2. Plaintiffs are entitled to reduced attorneys' fees and costs.

As Plaintiffs are entitled to attorneys' fees, it becomes necessary to determine what constitutes “reasonable” fees in this case. Plaintiffs request an award in the amount of Two Hundred Thirty-Six Thousand, Six Hundred Forty-One Dollars and Eighteen Cents ($236,641.18) for attorneys' fees and expenses related to enforcing the Settlement Agreement, as well as those incurred in litigating attorneys' fees. (Reply at 9,11.) For the following reasons, the Court will grant attorneys' fees and costs sought by Plaintiffs, but at a reduced amount.

The court evaluates the reasonableness of attorney's fees by first determining the “lodestar” figure, which is defined as “a reasonable hourly rate multiplied by hours reasonably expended.” Grissom v. Mills Corp., 549 F.3d 313, 320-21 (4th Cir. 2008). In determining what constitutes a reasonable billing rate and number of hours, the Fourth Circuit has directed courts to consider twelve factors, commonly known as the Johnson factors:

(1) the time and labor expended; (2) the novelty and difficulty of the questions raised; (3) the skill required to properly perform the legal services rendered; (4) the attorney's opportunity costs in pressing the instant litigation; (5) the customary fee for like work; (6) the attorney's expectations at the outset of the litigation; (7) the time limitations imposed by the client or circumstances; (8) the amount in controversy and the results obtained; (9) the experience, reputation and ability of the attorney; (10) the undesirability of the case within the legal community in which the suit arose; (11) the nature and length of the professional relationship between attorney and client; and (12) attorneys' fees awards in similar cases.
Barber v. Kimbrell's Inc., 577 F.2d 216, 226 n.28 (4th Cir. 1978) (adopting twelve factors set forth in Johnson v. Ga. Highway Express, Inc., 488 F.2d 714 (5th Cir. 1974), abrogated on other grounds by Blanchard v. Bergeron, 489 U.S. 87 (1989)). Next, the court must “subtract fees for hours spent on unsuccessful claims unrelated to successful ones.” McAfee v. Boczar, 738 F.3d 81, 88 (4th Cir. 2013). Lastly, the court should award “some percentage of the remaining amount, depending on the degree of success enjoyed by the plaintiff.” Id.

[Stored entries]

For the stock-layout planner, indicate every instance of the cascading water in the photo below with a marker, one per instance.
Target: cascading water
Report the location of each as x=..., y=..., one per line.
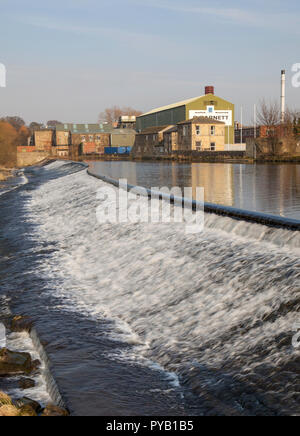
x=213, y=311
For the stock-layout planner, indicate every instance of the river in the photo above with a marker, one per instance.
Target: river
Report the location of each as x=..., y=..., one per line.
x=144, y=319
x=268, y=188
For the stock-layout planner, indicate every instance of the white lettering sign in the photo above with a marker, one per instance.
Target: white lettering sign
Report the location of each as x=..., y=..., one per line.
x=210, y=112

→ **Instruction**
Render this sentence from the attorneys' fees passage in Spanish: "For the following reasons, the Court will grant attorneys' fees and costs sought by Plaintiffs, but at a reduced amount."

→ **Final result**
Por las razones que siguen, el Tribunal concederá los honorarios de abogados y las costas solicitados por los Demandantes, pero por un monto reducido.